#### Stated goal
Could you lay out the lines below as a numbered list, starting with the line containing "Locate each instance of the white cloud" and going on through the final line, with any blank lines left out?

#### Listed records
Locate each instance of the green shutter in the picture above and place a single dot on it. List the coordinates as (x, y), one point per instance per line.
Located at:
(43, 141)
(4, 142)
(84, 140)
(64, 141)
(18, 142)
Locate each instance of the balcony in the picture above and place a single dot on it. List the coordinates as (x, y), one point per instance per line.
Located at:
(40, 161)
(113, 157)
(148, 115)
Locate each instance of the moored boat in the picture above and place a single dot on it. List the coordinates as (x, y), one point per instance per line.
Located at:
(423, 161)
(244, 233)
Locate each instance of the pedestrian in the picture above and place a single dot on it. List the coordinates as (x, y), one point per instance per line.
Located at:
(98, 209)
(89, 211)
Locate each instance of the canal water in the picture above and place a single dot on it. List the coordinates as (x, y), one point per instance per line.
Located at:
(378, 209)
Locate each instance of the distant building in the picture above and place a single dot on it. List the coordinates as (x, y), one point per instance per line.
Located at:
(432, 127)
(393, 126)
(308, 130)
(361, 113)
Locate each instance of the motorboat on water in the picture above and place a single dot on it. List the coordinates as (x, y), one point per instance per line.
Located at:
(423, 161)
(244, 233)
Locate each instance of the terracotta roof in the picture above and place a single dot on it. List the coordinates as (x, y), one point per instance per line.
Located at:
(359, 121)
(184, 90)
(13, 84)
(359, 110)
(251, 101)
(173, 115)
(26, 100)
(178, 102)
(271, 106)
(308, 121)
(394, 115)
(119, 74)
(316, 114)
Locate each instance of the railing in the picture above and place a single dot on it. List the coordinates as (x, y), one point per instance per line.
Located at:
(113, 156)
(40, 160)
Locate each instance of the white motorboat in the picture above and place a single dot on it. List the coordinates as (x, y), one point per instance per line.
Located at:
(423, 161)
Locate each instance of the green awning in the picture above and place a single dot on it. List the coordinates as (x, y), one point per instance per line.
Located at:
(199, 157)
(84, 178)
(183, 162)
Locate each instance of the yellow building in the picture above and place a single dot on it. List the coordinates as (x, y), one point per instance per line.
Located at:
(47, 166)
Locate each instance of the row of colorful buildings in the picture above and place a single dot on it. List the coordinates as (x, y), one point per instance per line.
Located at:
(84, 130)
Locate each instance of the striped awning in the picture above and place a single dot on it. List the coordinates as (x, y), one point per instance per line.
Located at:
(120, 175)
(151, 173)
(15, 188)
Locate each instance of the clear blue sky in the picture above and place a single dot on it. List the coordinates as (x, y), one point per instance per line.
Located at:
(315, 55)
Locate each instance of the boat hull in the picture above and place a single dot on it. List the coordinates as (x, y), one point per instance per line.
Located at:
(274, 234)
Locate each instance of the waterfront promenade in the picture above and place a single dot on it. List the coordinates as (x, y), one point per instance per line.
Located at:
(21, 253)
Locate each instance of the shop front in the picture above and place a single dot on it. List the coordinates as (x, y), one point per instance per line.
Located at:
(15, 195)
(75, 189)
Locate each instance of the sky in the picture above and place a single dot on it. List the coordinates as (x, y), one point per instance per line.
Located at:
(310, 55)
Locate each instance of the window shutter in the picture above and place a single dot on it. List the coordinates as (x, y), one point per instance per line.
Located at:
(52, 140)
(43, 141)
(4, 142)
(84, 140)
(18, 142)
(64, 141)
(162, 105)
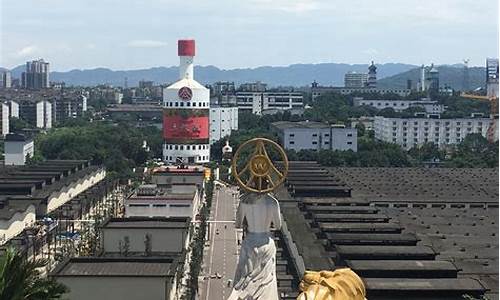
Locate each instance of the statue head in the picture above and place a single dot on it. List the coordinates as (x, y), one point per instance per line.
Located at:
(341, 284)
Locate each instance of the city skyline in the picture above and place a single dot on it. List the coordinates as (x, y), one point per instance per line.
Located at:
(254, 33)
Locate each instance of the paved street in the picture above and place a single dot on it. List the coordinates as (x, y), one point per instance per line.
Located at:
(220, 257)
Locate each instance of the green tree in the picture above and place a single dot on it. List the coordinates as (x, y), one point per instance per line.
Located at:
(20, 279)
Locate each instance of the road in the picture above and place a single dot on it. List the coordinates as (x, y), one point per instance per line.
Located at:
(220, 256)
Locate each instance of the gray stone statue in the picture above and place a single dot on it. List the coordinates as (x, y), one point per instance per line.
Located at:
(255, 277)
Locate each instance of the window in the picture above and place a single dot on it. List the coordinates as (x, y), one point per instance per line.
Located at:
(180, 205)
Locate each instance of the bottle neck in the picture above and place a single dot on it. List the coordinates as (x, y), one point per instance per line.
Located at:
(186, 68)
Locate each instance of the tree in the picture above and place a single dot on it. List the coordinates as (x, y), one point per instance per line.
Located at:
(361, 129)
(20, 279)
(17, 125)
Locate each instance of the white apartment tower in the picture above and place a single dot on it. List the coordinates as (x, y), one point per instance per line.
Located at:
(186, 114)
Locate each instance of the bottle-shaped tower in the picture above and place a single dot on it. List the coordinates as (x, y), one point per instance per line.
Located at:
(186, 114)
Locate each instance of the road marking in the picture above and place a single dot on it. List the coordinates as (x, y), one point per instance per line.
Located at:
(212, 245)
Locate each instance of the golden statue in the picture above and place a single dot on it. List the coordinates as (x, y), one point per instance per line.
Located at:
(341, 284)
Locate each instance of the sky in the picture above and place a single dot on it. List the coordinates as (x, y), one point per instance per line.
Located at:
(135, 34)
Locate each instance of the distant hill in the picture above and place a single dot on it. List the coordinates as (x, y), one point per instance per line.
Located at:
(448, 75)
(293, 75)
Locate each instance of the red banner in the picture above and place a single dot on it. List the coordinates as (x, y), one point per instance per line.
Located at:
(184, 126)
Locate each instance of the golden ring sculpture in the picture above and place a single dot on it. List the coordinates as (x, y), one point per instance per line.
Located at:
(263, 176)
(341, 284)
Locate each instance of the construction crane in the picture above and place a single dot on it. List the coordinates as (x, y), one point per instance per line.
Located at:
(490, 135)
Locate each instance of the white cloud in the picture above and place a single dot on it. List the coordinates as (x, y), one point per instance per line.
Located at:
(370, 51)
(27, 51)
(293, 6)
(146, 44)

#### Output of the task
1. Locate each instance of the white cloud in the picture above and place a single dot on it. List the coordinates as (x, y), one point per instance per line.
2. Located at:
3. (370, 51)
4. (27, 51)
5. (293, 6)
6. (146, 44)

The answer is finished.